• **SHORT TASK**
Please convert the records below, starting at the beginning of the records and ending at the line that contains "[[1188, 311], [115, 222]]", into a two-column CSV with the columns input and output. Give one row per record, with its text and its answer each in a single quoted field and every line break replaced by a space.

• **EXERCISE MATERIAL**

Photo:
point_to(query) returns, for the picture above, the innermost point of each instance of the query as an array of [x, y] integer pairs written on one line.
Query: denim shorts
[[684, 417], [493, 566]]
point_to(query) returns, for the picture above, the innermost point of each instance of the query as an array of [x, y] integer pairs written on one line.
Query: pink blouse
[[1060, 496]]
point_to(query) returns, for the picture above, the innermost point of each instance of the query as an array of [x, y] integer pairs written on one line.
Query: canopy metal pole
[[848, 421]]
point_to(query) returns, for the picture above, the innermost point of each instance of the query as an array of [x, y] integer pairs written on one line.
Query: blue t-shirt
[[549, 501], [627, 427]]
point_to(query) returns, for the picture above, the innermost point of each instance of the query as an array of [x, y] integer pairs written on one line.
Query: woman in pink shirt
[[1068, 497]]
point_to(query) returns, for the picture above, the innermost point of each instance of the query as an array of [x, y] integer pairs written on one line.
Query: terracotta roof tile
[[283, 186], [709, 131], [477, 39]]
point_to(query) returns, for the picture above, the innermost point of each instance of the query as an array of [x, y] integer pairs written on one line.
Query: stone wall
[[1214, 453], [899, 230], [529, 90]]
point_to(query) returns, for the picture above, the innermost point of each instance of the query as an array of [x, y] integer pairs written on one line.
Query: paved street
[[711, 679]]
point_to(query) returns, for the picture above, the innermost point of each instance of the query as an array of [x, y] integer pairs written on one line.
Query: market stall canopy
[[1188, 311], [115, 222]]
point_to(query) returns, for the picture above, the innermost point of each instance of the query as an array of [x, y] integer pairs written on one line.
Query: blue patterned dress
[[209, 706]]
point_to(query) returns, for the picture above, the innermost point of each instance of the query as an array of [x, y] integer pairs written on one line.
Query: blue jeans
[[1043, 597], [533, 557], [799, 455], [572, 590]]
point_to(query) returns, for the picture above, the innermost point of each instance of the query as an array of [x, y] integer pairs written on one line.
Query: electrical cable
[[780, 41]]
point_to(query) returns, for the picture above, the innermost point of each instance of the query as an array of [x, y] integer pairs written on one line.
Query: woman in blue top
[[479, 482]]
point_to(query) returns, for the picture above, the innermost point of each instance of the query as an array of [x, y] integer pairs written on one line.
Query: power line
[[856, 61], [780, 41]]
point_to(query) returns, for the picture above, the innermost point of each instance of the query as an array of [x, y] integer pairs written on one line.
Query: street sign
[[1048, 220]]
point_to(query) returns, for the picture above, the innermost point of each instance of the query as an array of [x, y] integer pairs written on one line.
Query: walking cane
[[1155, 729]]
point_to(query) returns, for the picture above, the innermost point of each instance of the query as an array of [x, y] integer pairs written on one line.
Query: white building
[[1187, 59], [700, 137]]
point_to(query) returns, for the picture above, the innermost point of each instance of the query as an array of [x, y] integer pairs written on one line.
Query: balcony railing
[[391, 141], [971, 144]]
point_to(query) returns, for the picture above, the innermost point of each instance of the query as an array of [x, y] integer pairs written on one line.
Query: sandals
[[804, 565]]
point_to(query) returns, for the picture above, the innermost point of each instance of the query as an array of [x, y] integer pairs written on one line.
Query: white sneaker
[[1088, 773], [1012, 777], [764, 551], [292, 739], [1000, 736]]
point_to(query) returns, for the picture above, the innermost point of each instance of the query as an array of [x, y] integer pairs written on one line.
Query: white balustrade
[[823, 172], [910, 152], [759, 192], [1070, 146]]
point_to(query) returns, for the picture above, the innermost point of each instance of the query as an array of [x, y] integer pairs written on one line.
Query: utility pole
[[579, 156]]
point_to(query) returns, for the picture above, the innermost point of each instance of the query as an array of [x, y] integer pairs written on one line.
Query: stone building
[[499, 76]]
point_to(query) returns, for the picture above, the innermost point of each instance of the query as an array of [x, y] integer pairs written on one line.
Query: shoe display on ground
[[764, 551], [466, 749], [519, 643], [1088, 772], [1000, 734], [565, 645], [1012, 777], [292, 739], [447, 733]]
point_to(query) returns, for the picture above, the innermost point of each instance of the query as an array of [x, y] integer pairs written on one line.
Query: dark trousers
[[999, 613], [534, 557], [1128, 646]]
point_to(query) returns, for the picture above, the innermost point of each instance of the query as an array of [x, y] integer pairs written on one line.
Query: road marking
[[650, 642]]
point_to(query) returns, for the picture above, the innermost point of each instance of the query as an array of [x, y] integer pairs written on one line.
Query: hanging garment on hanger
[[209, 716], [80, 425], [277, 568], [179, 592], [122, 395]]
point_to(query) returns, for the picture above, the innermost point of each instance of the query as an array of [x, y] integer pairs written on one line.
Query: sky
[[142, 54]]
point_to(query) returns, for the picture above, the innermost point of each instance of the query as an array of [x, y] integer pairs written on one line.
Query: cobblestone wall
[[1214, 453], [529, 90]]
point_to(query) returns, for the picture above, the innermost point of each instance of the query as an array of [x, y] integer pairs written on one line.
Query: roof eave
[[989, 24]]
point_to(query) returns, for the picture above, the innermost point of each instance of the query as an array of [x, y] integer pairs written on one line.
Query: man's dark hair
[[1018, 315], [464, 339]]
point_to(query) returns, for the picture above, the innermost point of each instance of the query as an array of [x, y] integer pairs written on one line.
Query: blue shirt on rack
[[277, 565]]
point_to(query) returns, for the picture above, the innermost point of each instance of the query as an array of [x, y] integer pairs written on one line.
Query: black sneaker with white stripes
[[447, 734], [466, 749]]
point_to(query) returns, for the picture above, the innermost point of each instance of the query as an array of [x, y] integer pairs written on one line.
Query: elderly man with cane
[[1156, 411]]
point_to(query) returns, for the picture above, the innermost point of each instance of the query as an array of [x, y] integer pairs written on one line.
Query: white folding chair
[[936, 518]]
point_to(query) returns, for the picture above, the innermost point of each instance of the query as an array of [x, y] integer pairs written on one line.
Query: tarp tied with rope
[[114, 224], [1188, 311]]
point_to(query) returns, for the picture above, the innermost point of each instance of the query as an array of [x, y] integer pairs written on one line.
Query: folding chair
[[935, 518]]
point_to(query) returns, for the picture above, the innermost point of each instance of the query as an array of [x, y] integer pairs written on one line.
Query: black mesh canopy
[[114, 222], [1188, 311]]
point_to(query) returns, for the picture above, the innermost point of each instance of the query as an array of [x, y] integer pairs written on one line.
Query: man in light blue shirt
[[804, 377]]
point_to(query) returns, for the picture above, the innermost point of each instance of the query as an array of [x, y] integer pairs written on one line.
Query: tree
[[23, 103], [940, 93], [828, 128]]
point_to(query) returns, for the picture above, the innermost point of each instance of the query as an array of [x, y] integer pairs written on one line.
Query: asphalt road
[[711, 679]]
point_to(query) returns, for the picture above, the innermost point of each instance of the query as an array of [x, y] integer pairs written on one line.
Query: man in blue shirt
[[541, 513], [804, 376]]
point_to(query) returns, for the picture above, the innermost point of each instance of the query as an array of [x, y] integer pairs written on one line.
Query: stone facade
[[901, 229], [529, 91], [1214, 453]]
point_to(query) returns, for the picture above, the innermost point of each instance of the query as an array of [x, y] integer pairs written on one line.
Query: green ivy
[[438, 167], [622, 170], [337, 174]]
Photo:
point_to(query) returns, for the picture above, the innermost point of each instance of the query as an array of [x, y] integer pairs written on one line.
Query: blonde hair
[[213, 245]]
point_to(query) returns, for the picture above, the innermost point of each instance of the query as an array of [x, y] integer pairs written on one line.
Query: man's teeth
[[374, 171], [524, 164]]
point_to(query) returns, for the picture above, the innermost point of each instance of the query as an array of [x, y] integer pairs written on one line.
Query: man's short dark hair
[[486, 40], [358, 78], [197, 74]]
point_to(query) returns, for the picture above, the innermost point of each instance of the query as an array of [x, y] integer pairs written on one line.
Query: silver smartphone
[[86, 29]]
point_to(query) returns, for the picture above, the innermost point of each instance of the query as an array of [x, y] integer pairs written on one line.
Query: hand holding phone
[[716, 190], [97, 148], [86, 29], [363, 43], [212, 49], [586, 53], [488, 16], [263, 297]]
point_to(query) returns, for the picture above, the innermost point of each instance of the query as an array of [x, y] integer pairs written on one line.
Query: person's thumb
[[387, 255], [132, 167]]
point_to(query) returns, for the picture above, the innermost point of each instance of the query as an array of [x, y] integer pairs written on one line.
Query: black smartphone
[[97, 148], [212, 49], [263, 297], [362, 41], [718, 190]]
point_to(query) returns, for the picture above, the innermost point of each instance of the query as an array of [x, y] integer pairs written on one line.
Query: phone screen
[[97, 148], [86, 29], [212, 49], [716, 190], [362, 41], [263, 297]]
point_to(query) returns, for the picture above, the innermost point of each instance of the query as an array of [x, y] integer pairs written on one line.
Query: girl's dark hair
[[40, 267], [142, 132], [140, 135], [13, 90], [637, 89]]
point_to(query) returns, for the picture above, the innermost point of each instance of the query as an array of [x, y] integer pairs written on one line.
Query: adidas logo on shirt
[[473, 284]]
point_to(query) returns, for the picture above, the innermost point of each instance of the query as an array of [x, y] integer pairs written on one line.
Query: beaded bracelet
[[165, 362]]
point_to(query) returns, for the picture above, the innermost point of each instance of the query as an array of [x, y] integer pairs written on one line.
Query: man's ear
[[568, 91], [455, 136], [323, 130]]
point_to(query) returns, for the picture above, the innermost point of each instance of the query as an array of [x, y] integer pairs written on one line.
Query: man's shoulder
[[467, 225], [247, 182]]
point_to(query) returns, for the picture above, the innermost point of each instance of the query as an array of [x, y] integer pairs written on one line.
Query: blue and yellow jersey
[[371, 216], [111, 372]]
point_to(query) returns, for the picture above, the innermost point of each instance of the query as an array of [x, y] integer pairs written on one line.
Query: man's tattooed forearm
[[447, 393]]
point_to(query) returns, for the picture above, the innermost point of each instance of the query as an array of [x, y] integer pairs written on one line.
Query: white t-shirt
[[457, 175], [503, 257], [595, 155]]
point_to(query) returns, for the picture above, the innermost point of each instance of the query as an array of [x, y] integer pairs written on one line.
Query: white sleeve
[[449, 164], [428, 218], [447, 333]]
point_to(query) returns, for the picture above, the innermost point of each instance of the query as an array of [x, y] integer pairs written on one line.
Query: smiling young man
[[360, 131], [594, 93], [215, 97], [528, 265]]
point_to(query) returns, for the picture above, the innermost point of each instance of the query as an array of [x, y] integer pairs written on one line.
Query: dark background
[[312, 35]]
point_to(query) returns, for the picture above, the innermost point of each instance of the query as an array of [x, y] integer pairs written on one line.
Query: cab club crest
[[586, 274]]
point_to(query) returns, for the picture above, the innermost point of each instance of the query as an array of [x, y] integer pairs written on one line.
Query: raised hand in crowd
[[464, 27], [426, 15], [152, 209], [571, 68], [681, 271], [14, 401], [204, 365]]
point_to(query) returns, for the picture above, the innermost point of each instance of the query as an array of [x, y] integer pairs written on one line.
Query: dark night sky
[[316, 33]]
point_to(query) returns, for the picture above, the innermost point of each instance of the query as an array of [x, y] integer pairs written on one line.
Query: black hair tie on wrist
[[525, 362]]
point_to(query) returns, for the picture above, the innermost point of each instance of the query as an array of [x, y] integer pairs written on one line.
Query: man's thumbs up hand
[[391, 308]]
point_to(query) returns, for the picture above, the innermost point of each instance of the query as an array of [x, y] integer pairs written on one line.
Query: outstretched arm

• **OUTPUT**
input,output
"Photo: point_to(query) returns, for the picture above, the innermost point of each instance of the query as an array of [x, y] integer pairs written on one line. Query: denim shorts","[[684, 417], [493, 566]]"
"point_to(query) returns, for the picture above, the innermost point of each instance of the query as an array of [x, y] integer pairs written on one line. Query: pink blouse","[[1060, 496]]"
"point_to(query) returns, for the picture above, the innermost point of each instance of the query as an array of [x, y] integer pairs written on one line. Query: canopy metal pole","[[848, 421]]"
"point_to(query) returns, for the picture above, the innermost point of each instance of the query as an array of [x, y] integer pairs written on one line. Query: blue t-shirt","[[549, 501], [627, 427]]"
"point_to(query) returns, for the picture above, the innermost point of each instance of the query as an array of [x, y] integer pairs written on one line. Query: woman in pink shirt","[[1068, 497]]"
"point_to(query) returns, for the picture above, the innermost point of each instance of the query as an array of [x, y] integer pairs written on one line. Query: terracotta roof tile","[[283, 186], [709, 131], [477, 39]]"
"point_to(query) returns, for the picture above, the innermost point of each instance of the query as an array of [x, y] integer pairs written on one line. Query: stone wall","[[1214, 453], [899, 230], [529, 90]]"
"point_to(query) returns, for the picture above, the innermost point of each instance of the query as an array of [x, y] integer pairs written on one line. Query: paved street","[[711, 679]]"
"point_to(query) returns, for the picture above, the innermost point of each instance of the query as an array of [x, y] integer pairs written on one line. Query: market stall canopy","[[1188, 311], [115, 222]]"